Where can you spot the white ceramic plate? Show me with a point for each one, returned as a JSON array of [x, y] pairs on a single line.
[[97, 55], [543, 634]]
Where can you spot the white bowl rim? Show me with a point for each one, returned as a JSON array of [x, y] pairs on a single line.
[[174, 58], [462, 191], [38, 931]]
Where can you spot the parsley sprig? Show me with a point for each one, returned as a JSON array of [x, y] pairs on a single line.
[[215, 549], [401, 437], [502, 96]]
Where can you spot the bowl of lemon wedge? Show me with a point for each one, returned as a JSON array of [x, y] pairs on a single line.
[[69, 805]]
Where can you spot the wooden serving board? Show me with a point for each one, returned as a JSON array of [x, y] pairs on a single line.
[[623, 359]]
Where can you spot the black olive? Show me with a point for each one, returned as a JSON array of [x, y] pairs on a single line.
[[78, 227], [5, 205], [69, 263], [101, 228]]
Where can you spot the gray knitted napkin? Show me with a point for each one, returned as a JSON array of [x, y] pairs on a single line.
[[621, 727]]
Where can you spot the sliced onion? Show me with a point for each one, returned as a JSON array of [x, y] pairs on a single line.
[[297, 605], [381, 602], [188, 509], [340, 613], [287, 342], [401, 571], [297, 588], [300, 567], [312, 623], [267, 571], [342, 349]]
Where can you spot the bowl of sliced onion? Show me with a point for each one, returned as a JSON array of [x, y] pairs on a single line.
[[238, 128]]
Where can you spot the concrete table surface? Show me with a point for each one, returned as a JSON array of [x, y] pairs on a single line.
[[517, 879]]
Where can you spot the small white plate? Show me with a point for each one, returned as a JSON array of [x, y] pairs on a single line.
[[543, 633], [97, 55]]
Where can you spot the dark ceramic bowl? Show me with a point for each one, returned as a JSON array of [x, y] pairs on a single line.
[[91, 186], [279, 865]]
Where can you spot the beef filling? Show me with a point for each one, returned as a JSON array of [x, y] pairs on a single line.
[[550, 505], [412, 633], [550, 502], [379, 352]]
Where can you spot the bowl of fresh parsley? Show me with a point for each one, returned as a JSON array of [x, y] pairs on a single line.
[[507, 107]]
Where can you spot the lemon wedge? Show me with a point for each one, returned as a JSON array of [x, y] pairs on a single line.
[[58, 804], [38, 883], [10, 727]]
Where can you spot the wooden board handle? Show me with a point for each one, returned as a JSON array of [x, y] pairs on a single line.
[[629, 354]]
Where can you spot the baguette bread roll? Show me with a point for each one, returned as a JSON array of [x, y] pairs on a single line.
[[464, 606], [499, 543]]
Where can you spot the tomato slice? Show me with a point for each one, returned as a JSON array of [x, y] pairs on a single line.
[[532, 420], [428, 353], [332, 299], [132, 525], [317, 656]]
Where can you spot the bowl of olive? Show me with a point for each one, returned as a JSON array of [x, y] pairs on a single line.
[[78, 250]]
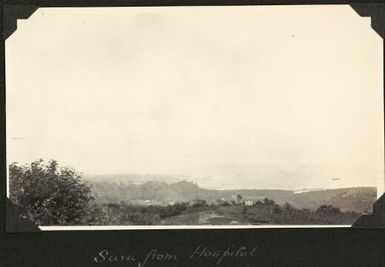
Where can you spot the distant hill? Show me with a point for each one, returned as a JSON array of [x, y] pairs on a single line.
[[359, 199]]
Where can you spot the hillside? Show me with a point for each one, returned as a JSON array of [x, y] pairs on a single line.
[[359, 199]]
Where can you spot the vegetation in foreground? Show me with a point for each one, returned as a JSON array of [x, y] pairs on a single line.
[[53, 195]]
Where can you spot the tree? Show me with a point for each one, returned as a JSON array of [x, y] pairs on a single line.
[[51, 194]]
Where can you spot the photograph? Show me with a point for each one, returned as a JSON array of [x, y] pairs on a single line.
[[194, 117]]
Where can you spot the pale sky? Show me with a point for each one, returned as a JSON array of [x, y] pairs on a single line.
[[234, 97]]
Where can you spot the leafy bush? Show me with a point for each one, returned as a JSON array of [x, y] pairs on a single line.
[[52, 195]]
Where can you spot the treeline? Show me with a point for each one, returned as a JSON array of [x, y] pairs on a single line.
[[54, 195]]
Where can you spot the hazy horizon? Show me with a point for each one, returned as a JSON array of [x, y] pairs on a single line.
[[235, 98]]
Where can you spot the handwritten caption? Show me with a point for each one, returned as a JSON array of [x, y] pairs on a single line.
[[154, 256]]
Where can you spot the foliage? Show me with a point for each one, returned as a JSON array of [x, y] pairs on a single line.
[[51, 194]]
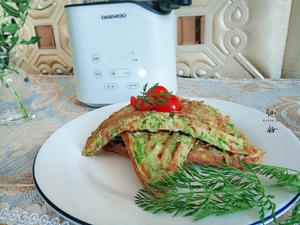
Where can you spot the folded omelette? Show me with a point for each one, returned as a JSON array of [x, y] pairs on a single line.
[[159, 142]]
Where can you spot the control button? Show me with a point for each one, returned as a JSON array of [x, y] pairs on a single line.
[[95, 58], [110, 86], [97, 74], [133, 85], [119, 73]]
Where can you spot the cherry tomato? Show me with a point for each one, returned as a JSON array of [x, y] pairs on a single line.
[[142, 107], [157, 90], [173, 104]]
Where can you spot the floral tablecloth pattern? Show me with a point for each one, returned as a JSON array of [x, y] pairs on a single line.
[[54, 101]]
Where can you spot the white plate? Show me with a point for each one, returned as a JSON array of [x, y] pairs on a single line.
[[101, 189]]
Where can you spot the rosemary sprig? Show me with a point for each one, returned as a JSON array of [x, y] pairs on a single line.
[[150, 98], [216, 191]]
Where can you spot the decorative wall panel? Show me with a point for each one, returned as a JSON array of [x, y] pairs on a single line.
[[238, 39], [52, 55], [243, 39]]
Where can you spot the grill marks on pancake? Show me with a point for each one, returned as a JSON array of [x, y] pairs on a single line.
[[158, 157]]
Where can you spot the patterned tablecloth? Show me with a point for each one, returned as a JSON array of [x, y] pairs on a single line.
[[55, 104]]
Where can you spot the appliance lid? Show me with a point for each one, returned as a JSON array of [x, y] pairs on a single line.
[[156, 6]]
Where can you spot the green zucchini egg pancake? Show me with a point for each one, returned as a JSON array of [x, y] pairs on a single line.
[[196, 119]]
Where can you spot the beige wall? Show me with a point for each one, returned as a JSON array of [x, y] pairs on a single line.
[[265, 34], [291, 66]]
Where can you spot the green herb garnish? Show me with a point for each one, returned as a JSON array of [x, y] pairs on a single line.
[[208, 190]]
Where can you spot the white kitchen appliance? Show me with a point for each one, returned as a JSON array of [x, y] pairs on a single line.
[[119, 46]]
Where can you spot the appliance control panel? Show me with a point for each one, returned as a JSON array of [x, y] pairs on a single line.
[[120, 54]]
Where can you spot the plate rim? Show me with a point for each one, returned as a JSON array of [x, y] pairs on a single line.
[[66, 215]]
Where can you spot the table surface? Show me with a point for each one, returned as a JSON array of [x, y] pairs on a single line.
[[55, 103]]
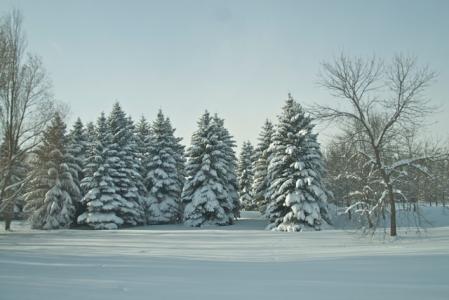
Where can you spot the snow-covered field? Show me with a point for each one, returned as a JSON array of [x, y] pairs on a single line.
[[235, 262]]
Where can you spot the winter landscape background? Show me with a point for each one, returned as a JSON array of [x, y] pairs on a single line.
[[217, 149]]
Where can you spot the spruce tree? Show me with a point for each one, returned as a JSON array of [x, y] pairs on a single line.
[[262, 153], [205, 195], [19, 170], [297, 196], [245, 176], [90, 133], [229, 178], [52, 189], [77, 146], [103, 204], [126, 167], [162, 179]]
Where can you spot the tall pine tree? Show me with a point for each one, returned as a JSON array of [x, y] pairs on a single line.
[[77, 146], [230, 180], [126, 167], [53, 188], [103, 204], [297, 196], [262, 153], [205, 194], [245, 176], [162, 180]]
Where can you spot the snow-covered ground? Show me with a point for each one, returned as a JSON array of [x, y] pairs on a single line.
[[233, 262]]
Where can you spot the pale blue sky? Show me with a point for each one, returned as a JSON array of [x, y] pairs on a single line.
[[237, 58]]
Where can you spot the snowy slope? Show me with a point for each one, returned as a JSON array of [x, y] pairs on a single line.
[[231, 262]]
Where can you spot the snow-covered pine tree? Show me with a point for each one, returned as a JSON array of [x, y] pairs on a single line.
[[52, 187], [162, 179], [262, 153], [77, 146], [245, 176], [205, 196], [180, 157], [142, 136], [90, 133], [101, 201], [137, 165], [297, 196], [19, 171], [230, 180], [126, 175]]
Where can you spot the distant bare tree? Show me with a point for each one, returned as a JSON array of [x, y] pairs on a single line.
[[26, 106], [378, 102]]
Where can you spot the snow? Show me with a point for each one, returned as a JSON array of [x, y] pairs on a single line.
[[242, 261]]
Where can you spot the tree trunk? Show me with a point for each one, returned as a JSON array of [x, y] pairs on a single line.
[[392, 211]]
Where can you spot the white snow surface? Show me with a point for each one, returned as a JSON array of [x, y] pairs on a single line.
★ ★ ★
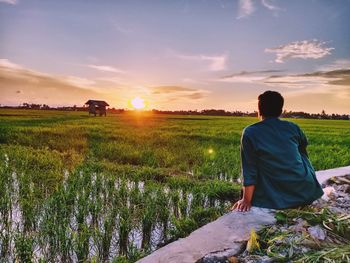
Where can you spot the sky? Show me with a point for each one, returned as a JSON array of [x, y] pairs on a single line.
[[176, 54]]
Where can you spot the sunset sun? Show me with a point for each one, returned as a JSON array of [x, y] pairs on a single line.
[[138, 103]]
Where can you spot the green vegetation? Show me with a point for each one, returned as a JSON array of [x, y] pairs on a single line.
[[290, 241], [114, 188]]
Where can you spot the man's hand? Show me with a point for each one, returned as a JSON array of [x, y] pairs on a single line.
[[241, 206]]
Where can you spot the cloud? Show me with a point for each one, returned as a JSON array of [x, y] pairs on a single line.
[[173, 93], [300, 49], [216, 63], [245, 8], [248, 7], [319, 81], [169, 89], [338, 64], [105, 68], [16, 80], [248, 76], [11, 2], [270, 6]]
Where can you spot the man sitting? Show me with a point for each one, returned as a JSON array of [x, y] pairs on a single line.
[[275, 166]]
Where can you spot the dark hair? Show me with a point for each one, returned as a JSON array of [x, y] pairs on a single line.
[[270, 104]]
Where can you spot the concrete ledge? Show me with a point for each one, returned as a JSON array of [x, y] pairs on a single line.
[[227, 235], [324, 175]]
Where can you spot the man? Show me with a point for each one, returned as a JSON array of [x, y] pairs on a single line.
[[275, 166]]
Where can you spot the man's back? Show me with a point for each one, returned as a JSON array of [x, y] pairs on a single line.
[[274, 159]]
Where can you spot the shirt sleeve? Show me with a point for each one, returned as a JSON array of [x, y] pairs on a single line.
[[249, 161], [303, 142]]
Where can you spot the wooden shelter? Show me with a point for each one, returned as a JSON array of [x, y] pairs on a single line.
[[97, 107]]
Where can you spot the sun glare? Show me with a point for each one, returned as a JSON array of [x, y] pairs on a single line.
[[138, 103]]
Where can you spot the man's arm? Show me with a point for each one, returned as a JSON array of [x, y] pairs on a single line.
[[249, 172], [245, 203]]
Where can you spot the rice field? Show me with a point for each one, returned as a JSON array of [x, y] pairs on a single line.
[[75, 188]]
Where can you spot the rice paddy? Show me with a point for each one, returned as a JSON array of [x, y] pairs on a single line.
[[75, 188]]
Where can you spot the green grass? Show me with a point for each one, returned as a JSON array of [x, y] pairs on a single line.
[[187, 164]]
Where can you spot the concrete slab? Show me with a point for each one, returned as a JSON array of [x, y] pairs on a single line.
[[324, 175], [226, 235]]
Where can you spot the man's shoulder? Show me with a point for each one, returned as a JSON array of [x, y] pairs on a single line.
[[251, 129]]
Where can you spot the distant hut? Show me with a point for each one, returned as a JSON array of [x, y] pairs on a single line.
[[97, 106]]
★ ★ ★
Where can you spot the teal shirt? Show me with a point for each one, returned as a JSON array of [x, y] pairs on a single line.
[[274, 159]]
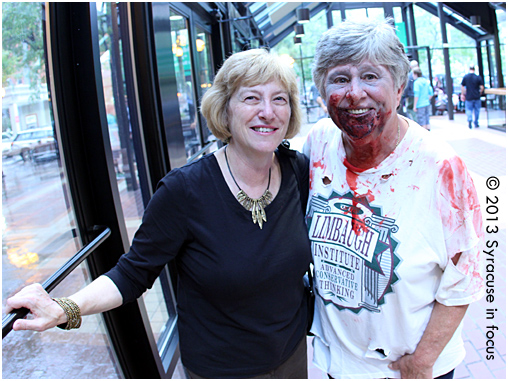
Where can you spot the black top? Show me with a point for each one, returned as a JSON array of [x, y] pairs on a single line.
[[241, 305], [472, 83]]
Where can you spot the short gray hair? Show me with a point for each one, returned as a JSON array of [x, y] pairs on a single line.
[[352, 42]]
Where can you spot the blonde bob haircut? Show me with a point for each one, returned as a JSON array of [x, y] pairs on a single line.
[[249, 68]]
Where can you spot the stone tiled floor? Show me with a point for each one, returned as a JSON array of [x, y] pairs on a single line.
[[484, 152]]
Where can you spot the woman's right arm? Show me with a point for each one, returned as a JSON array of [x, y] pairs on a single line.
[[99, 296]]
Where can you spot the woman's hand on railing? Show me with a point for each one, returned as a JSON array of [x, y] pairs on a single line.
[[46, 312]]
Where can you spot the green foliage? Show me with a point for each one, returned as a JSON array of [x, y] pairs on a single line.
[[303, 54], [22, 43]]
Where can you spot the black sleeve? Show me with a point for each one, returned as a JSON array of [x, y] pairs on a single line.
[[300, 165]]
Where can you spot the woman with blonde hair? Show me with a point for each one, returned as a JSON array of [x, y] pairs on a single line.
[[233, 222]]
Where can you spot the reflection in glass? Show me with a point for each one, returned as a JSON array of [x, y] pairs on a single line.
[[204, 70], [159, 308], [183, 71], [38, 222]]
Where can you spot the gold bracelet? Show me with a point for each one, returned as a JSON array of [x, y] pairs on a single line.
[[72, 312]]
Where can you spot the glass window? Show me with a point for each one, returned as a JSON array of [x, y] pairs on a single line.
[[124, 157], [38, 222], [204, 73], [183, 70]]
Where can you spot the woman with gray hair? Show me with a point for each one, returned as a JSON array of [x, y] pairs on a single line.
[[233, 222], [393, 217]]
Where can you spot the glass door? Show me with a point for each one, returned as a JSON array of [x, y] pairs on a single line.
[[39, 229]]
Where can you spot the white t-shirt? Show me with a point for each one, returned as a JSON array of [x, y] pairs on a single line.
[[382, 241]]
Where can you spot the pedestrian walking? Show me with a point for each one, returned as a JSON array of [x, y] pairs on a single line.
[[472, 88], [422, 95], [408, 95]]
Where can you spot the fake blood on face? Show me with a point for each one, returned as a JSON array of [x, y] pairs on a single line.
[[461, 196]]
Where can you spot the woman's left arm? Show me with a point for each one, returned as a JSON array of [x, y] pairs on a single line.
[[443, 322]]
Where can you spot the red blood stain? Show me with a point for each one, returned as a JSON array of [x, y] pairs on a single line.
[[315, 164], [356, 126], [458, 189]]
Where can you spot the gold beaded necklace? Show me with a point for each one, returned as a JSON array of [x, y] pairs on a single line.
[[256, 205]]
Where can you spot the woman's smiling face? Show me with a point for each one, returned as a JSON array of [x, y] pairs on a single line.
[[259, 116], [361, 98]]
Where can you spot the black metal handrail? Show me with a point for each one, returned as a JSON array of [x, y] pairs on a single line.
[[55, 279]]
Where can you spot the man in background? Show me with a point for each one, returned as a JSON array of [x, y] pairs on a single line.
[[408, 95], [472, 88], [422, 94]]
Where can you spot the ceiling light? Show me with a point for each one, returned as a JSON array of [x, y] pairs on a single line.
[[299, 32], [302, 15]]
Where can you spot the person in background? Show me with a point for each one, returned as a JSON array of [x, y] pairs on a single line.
★ ★ ★
Look back at the data above. Transcribe exactly the lines starting at the line that contains "Where can you spot the woman's smiling" and ending at the line that contains "Where can you spot the person".

**SOLUTION**
Where can you spot the woman's smiling face? Show me with a point for each one, returned as a JSON array of [x, y] pairs on a single line.
[[259, 116], [361, 98]]
Where can you spot the black metal handrail? Show me with a point for each one, returned as a JSON array of [x, y] pairs on a single line.
[[55, 279]]
Where can you spot the man in background? Show me with a point for each one, returned as a JSON array of [x, y] pairs on a single line.
[[408, 95], [472, 88], [422, 94]]
Where can you spot the ceiling light? Show me with a point for each one, returned as a JSON array of [x, y] pairs on a single line.
[[299, 32], [302, 15]]
Where can you spot the person in background? Show me with a point for each one, returned as a JSON array of [x, y] pairs on a single line.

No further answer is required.